:: Supplied records ::
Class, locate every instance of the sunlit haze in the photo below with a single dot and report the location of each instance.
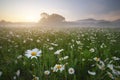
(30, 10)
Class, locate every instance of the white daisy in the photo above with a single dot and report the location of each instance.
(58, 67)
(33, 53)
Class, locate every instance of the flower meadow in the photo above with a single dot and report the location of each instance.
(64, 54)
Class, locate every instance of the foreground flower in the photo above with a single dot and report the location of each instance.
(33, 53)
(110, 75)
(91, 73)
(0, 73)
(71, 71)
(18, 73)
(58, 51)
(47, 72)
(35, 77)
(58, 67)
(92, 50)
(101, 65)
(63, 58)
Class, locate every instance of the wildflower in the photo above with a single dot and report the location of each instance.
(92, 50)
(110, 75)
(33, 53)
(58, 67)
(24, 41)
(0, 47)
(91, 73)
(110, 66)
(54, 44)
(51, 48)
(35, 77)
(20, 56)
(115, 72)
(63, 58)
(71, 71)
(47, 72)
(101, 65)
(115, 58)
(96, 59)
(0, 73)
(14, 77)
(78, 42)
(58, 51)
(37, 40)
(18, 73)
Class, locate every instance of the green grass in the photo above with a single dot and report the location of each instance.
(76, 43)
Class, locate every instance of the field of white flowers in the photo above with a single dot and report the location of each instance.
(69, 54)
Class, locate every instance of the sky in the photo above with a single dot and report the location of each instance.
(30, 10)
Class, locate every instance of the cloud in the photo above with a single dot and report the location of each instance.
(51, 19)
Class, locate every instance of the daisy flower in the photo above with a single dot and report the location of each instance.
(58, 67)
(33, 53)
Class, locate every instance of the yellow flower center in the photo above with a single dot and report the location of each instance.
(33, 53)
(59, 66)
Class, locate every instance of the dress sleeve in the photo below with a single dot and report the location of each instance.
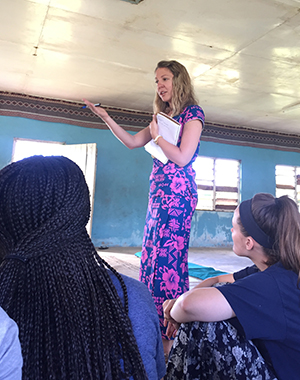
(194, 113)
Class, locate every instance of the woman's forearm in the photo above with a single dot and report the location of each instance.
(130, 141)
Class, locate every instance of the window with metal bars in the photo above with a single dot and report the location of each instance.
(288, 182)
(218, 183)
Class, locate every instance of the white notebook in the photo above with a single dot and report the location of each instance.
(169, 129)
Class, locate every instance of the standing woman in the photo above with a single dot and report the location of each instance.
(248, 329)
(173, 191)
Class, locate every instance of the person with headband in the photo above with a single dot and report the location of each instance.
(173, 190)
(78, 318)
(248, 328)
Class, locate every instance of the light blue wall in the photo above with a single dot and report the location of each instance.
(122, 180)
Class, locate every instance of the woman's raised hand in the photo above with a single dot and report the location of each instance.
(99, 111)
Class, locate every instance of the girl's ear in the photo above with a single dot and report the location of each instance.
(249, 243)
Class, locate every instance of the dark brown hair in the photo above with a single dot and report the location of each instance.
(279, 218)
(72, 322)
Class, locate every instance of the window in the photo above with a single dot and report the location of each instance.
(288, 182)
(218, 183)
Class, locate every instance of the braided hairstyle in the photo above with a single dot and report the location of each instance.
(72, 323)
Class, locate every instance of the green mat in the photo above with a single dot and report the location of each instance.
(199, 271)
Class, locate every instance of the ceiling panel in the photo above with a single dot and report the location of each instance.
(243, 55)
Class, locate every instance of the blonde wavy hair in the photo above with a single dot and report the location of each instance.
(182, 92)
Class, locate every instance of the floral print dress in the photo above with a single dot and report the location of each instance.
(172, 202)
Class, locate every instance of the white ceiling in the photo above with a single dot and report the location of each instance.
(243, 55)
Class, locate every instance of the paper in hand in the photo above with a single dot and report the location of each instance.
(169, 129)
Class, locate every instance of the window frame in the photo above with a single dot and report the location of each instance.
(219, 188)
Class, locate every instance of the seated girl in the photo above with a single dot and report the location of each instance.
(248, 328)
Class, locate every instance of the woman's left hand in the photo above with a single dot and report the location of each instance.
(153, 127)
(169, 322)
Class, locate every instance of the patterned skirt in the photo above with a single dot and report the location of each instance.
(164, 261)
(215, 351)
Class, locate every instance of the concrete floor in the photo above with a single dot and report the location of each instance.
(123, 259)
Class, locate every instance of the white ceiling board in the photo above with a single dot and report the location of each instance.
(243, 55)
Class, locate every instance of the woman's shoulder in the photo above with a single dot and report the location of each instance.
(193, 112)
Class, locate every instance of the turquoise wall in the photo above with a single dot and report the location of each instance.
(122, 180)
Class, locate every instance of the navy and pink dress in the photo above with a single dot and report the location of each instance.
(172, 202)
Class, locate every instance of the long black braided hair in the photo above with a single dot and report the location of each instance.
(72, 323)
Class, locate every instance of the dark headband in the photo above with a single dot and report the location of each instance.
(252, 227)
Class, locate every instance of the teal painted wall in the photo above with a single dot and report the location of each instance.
:::
- [What the task requires]: Copy the records above exactly, leaving out every picture.

- [Exercise output]:
Class, locate every instance of the sunlit haze in the photo below with a single dot and report the location of each instance.
(30, 10)
Class, locate every instance of the white daisy in the photo above with a single dot and report the location of each instance.
(58, 67)
(33, 53)
Class, locate every instance of the flower meadow in the photo above with a single dot and report the location of each instance.
(64, 54)
Class, locate every instance of the foreground flower in the photo above with a single dot and report the location of each instance.
(33, 53)
(110, 75)
(91, 73)
(0, 73)
(71, 71)
(18, 73)
(58, 51)
(47, 72)
(35, 77)
(58, 67)
(92, 50)
(101, 65)
(63, 58)
Class, locate every instance of the wildflower in the photo above with a single dot and report the location of each instance.
(92, 50)
(110, 75)
(33, 53)
(58, 67)
(24, 41)
(0, 47)
(91, 73)
(110, 66)
(54, 44)
(51, 48)
(35, 77)
(20, 56)
(115, 72)
(63, 58)
(71, 71)
(47, 72)
(101, 65)
(115, 58)
(96, 59)
(0, 73)
(14, 77)
(78, 42)
(58, 51)
(37, 40)
(18, 73)
Class, locate every instance of the green grass in the photo above with a single dot and report the location of each instance.
(76, 43)
Class, locate every instance of the field of white flowers in the photo above with a single dot and report the location of each instance.
(69, 54)
Class, locate every instance of the sky in the photo above with a single dot and report the location of each instance.
(30, 10)
Class, locate every instance of the cloud in the photo above with a single dot and report the location of each instance.
(51, 19)
Class, locate every instance of the daisy flower in the photo above with a single dot and report the location of each instance.
(58, 67)
(33, 53)
Class, locate every instance of the yellow flower center in the photo above with a single dot and report the location of each instance.
(33, 53)
(59, 66)
Class, locate every instance of the dress sleeve in the photo below with a single dot and report the location of each instance.
(194, 113)
Class, locate every instance of the woman's forearm in the photo above with a single dot and report the location of each instance.
(130, 141)
Class, locate every instance of the window with metal bars in the photo above with a single dot and report the location of each instance.
(288, 182)
(218, 183)
Class, locate every instance of the white notebook in the photo above with a single dot and report the location of each instance.
(169, 129)
Class, locate every instance of the standing woman in the photo above with a single dot and report the location of each instance.
(248, 329)
(173, 191)
Class, locate every instance of the person with headband in the photo above with a single dot and report the location of each instance.
(173, 190)
(78, 318)
(248, 328)
Class, locate every instance of the light blue wall in the photo above with a single dot and report the location of each instance.
(122, 180)
Class, locate every instance of the woman's raised hand in the photo above with a single dot and report the location of each instance.
(99, 111)
Class, locate every instance of the girl's ear in the photo above with a single dot and report the location of each instance.
(249, 243)
Class, locate every instance of the dark brown hair in the photo above with a single dot and report the location of each instance.
(279, 218)
(72, 322)
Class, locate every instance of the window in the photo above with a single dot and report the location of each instance.
(288, 182)
(218, 183)
Class, locate every instance of the braided hairstyle in the photo above with a single dot and report the location of each instance.
(72, 323)
Class, locate every instance of the green mat in the photo above with a single dot and report the location of each instance.
(199, 271)
Class, locate every instance of the ceiling panel in the photo above with a single dot and report the location of each instance.
(243, 55)
Class, locate every instance of the blonde wavy hair in the photo above with a single dot and report the location of each instance.
(182, 92)
Class, locate every instance of the floral print dress in the photo above with a single dot and report the location of each instance.
(172, 202)
Class, locate every instance of the white ceiling in the photo above with a single dot and report the location of each instance.
(243, 55)
Class, locate every instance of the paper in hand in the photo above with a single dot and report the location of each instance.
(169, 129)
Class, locate every instance of the window frame in the photo above with a single dot and report the location of each instance.
(219, 188)
Class, locate every instance of the seated girl in the photo above with a single dot and report the location of each instance.
(248, 328)
Class, locate every instance of the woman's left hand in the photo above with a single dot and report the location of each instance.
(153, 127)
(169, 322)
Class, locate every instance of the patterned skirt in the photo above with a single dot and report the location of each instance.
(164, 261)
(215, 351)
Class, locate every instance of the concrete floor in the photo above with a single dot and report the location of each instance.
(123, 259)
Class, locate every instance of the white ceiling board in the photo above with a single dot and report the location of each instance.
(243, 55)
Class, locate every instance of the woman's shoulder in the photo above with a single dot and report the location of each instance.
(193, 112)
Class, locate every instance of the turquoise wall in the photo above with a single dot and report the location of each instance.
(122, 180)
Class, locate every instance of the navy and pink dress in the photo above with a single dot and report the location of each instance.
(172, 202)
Class, locate every instance of the long black braided hair in the photo above with a single dot and report the location of each instance.
(72, 323)
Class, locate every instance of the dark headband in the photo above with a single dot and report the location of each instance.
(252, 227)
Class, locate every instance of the teal painted wall in the photo above with a single dot and report the location of each instance.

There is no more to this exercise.